Listed records:

* * *

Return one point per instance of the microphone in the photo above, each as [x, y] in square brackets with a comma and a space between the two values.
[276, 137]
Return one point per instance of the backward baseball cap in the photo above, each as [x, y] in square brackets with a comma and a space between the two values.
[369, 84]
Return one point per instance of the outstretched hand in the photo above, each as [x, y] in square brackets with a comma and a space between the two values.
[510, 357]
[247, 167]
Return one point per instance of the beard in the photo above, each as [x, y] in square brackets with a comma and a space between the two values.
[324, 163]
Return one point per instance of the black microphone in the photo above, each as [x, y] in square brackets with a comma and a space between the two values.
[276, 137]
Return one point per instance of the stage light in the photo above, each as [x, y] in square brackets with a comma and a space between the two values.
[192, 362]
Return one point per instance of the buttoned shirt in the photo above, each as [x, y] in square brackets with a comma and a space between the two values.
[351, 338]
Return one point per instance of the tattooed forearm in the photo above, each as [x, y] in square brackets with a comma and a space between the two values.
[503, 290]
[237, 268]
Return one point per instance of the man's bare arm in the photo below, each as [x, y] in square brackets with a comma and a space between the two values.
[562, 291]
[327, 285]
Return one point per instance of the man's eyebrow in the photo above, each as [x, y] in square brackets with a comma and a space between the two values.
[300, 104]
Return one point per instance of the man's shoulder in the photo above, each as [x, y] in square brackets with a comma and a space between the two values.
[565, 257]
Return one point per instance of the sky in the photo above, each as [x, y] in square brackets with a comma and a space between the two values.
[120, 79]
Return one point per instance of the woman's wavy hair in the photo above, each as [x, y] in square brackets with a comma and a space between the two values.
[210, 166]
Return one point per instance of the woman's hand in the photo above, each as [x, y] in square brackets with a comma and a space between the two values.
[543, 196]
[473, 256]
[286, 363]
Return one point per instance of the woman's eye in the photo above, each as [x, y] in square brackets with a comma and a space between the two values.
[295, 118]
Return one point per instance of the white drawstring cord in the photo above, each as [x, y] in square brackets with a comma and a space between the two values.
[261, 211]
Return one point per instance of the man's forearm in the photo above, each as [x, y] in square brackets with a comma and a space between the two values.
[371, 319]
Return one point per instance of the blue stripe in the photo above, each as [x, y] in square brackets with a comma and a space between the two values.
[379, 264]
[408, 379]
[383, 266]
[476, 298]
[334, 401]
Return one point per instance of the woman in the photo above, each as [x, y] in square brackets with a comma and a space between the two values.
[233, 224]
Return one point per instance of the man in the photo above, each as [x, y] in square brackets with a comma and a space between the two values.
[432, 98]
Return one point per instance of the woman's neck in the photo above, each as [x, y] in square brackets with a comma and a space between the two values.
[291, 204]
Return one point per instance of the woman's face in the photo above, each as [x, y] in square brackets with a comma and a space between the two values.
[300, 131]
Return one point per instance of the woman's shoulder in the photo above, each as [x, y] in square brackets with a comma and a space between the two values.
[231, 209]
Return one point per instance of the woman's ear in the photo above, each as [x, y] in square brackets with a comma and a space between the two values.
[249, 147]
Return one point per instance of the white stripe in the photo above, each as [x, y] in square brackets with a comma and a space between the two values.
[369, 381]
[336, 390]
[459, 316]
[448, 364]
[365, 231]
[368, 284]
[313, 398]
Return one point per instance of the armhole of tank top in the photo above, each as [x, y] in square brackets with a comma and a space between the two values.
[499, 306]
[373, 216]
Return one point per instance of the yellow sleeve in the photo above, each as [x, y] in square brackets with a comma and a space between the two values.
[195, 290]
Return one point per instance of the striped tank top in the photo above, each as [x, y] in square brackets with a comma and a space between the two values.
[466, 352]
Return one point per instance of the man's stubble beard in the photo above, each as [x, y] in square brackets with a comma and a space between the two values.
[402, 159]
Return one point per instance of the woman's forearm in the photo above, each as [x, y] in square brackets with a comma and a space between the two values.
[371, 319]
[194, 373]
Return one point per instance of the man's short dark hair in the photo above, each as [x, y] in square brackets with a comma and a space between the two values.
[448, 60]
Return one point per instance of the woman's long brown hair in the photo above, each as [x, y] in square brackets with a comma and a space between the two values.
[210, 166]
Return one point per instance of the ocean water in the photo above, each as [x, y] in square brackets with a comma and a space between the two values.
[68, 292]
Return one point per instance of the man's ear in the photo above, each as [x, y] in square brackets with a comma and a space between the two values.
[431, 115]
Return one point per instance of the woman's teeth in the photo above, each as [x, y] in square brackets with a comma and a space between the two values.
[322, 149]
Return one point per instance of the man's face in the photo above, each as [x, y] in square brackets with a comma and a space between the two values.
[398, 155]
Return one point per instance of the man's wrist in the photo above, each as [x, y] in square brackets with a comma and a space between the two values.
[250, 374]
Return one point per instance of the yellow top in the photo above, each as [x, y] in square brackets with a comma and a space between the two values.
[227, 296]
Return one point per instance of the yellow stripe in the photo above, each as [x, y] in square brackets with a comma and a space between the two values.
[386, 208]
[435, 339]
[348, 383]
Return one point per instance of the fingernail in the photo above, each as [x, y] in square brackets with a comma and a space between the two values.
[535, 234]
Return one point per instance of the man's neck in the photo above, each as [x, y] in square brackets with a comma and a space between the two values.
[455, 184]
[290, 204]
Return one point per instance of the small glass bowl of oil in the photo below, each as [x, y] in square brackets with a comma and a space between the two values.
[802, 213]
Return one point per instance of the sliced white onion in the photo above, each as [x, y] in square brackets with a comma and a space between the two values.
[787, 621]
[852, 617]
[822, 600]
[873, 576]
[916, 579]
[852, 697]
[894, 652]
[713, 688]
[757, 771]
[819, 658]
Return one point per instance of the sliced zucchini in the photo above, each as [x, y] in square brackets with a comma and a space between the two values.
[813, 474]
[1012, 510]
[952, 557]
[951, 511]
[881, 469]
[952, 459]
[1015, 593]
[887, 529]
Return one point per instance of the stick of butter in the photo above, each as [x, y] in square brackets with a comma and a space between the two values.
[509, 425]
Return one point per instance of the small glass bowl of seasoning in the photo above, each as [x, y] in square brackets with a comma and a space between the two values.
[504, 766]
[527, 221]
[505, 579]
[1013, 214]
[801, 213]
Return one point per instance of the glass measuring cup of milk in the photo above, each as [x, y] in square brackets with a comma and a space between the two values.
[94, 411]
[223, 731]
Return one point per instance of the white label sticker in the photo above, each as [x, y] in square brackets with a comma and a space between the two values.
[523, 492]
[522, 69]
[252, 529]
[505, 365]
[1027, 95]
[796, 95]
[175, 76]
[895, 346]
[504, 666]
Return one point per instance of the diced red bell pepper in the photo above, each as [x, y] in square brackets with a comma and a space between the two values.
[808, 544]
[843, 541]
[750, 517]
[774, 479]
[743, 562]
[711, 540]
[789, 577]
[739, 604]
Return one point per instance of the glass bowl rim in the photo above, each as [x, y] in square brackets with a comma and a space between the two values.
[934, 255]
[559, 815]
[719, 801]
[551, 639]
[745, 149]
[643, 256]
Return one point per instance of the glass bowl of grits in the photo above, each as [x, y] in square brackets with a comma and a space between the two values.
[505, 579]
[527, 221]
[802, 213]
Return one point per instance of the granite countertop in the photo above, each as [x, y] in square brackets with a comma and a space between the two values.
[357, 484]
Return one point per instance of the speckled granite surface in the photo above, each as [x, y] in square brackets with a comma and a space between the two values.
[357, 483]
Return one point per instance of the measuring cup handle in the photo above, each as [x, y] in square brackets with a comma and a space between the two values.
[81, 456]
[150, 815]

* * *

Problem description: Each line above must be printed exactly as it appears.

Solution to the problem:
Return one point per instance of the microphone in the photo above, each as [x, y] in square brackets with a comma and a space between the two values.
[276, 137]
Return one point per instance of the backward baseball cap in the photo above, each as [x, y] in square brackets with a comma and a space between the two values.
[369, 84]
Return one point per instance of the outstretched hand in the photo above, each as [x, y] in square brackets with a comma and a space between the two values.
[510, 357]
[247, 167]
Return one point per instance of the beard in the photo above, each as [x, y] in square brackets with a comma and a space between the two values.
[324, 163]
Return one point per instance of the black microphone in the photo above, each as [x, y] in square brackets with a comma and a space between the two values.
[276, 137]
Return one point per instance of the stage light in the photo above, each as [x, y] in square brackets with a comma and a space between the two values.
[192, 362]
Return one point per instance of the buttoned shirt in the photo above, each as [x, y] in square brackets with a comma and a space between the two values.
[351, 338]
Return one point per instance of the tattooed forearm in the photo above, each as [x, y] in square brackets with a comma and a space between the two values.
[503, 290]
[237, 268]
Return one point per instance of the man's bare arm in the photo below, each as [x, y] in square brackets with a comma and a space between the two values.
[562, 291]
[327, 285]
Return one point per instance of the man's eyebrow in the photo above, each as [x, y] in square brackets with a comma and a space between the two values.
[300, 104]
Return one point per instance of the man's shoulder in the photo above, each as [x, y] in square brackets with a comma and a space between the two values.
[565, 257]
Return one point per instance of the sky in the photo above, each as [x, y] in square brackets with a comma and a space between the two values.
[120, 79]
Return one point per instance of the woman's wavy hair in the photo above, each as [x, y] in square brackets with a comma and a space between the two values.
[210, 166]
Return one point per instance of the woman's hand in the photo above, each as [x, y] in square brackets with a comma and a space between the two values.
[543, 196]
[473, 256]
[286, 363]
Return one point per instance of the woman's eye in the photo above, each as [x, y] in square brackets with a comma and a space between the two values.
[295, 118]
Return one point per instance of the white drawstring cord in the photo above, each as [x, y] in square brackets with a comma and a space between the two values.
[261, 211]
Return one point per instance of the man's forearm in the photo above, each as [x, y] in square brackets with a comma and a space between the two values.
[371, 319]
Return one point per instance of the blue stripe in the photo above, each as [x, y] in square brackets with a comma and a space between the two values.
[379, 264]
[408, 379]
[383, 266]
[476, 298]
[334, 401]
Return one point per instance of the woman in the photo above, each as [x, y] in square brackets with a comma and a space between the two values.
[233, 224]
Return one point per instance of the man in the photo above, each as [x, y] in square brackets with a comma and a space between the two values.
[432, 98]
Return one point per instance of the woman's neck in the photo above, each as [x, y] in square brackets with a comma and a space between the two values.
[291, 204]
Return one point per instance of the woman's face in the photo above, each as [x, y] in square brackets with a comma and a space between the two values.
[300, 131]
Return one point per instance of the woman's shoulder in the photo above, each as [x, y] in square brackets with a comma and a space between the two values.
[231, 209]
Return one point per instance of the woman's ear in the photo above, each as [x, y] in square brackets with a comma and a space between the two values.
[249, 147]
Return one point per instance of the white stripe in the photo above, each as [x, y] in square brackets with a comma and a space between the two values.
[369, 381]
[336, 390]
[459, 316]
[448, 364]
[365, 231]
[368, 284]
[313, 398]
Return one point per instance of the armhole of tank top in the photo above, each as [x, y] in square brackets with a comma and a space between the two values.
[499, 306]
[373, 216]
Return one point per instance of the yellow sleeve in the photo above, each as [x, y] in square brackets with a comma and a space between the two values.
[195, 290]
Return one point per instance of the striped tank top in the photo above, each as [x, y] in square brackets with a comma and a space between the two values.
[466, 352]
Return one point per instance of the man's stubble beard in the photo above, each as [x, y] in square brackets with a comma and a space between the two values.
[402, 159]
Return one point per instance of the woman's forearm in the photo above, each as [x, y] in square brackets with a comma and a space between the two values.
[371, 319]
[194, 373]
Return one point per instance of the man's short dark hair in the photo above, each as [x, y] in square brackets with a comma and a space between the two values.
[448, 60]
Return one point per instance of the woman's long brown hair in the photo above, each as [x, y] in square brackets with a comma and a space between the two values.
[210, 166]
Return one point per instance of the ocean water in the photo above, each as [x, y] in square brackets with a comma and a space between the two values.
[68, 292]
Return one point per instance of the man's ear in the photo above, each as [x, y] in square brackets with a comma and a space between the two values.
[431, 115]
Return one point per instance of the woman's teeth in the photo above, each as [x, y] in square brackets with a comma and a space between the two values.
[322, 149]
Return one point per instance of the man's face in the photo above, each as [x, y] in square brackets with a comma and a space between the two values.
[398, 155]
Return one point per instance of the man's wrist in the photo above, each as [x, y] in square brackets with a comma and a space between the two values.
[250, 374]
Return one point per instance of the yellow top in the photo above, each as [x, y] in square brackets with a comma and a space between the two values.
[227, 296]
Return one point per instance of the yellow stripe in the photo above, each as [x, y] in square brackets with a comma and a space between the two values.
[386, 208]
[435, 339]
[348, 383]
Return one point per instance of the fingernail in the photo above, each as [x, y] in square brackets with a comma and a space between the two values.
[535, 234]
Return one point per instance of the man's neck in the photo above, each as [x, y] in square brackets with a comma and a space between the two values.
[455, 184]
[290, 204]
Return one point per instance of the small glass bowl of oil in the photo below, each as [x, y] in square brackets with a comma and a space between the two values.
[802, 213]
Return one point per instance of the sliced white onion in the photo above, each as [x, y] in square brackets with a comma and a space between the two values.
[787, 621]
[852, 617]
[822, 600]
[873, 576]
[916, 579]
[852, 697]
[894, 652]
[713, 688]
[757, 771]
[819, 658]
Return one point per instance of the sliced zucchini in the photo above, each as [x, y] in square brackets with a comma and a space between the two values.
[813, 474]
[1012, 510]
[952, 557]
[951, 511]
[881, 469]
[952, 459]
[1015, 593]
[887, 529]
Return one point per instance of the stick of butter in the photo above, each as [x, y] in square brackets with a comma and a space between the two values.
[509, 425]
Return one point per instance of the small glass bowl of seasoning in the photo above, each as [x, y] in square brackets with a comma and a space between the two values.
[504, 766]
[527, 221]
[505, 579]
[1013, 214]
[801, 213]
Return one point per instance of the glass measuring cup of milk in the photo above, each as [x, y] in square brackets with a comma and a space between the two values.
[94, 411]
[223, 731]
Return one point per instance of the white label sticker in the photo above, each as [x, y] in square brackets with a comma and a space between the two values.
[523, 492]
[522, 69]
[252, 529]
[505, 365]
[1027, 95]
[796, 95]
[175, 76]
[895, 346]
[504, 666]
Return one point per instance of the diced red bell pepper in the photo above, each as [x, y] in square brackets with a comma and a space between the two values.
[808, 544]
[843, 541]
[750, 517]
[774, 479]
[743, 562]
[711, 540]
[789, 577]
[739, 604]
Return one point per instance of the glass bowl rim in the photo above, each as [x, y] in square brackets with a comma and a space between the two values.
[934, 255]
[559, 815]
[719, 801]
[551, 639]
[745, 149]
[643, 256]
Return one point per instance of the glass bowl of grits in the photo above, each as [x, y] in square brackets with a comma and a space between the two values.
[505, 579]
[527, 221]
[802, 213]
Return one point per instance of the granite countertop in the photo above, each as [x, y] in square brackets with a comma and a space between the two values.
[357, 484]
Return one point per instance of the speckled granite surface in the photo above, each as [x, y] in square brackets with a comma and a space between the two values.
[357, 483]
Return one point per instance of the measuring cup handle in the photo above, each as [x, y] in square brackets with a comma and a space between the two values.
[81, 456]
[150, 815]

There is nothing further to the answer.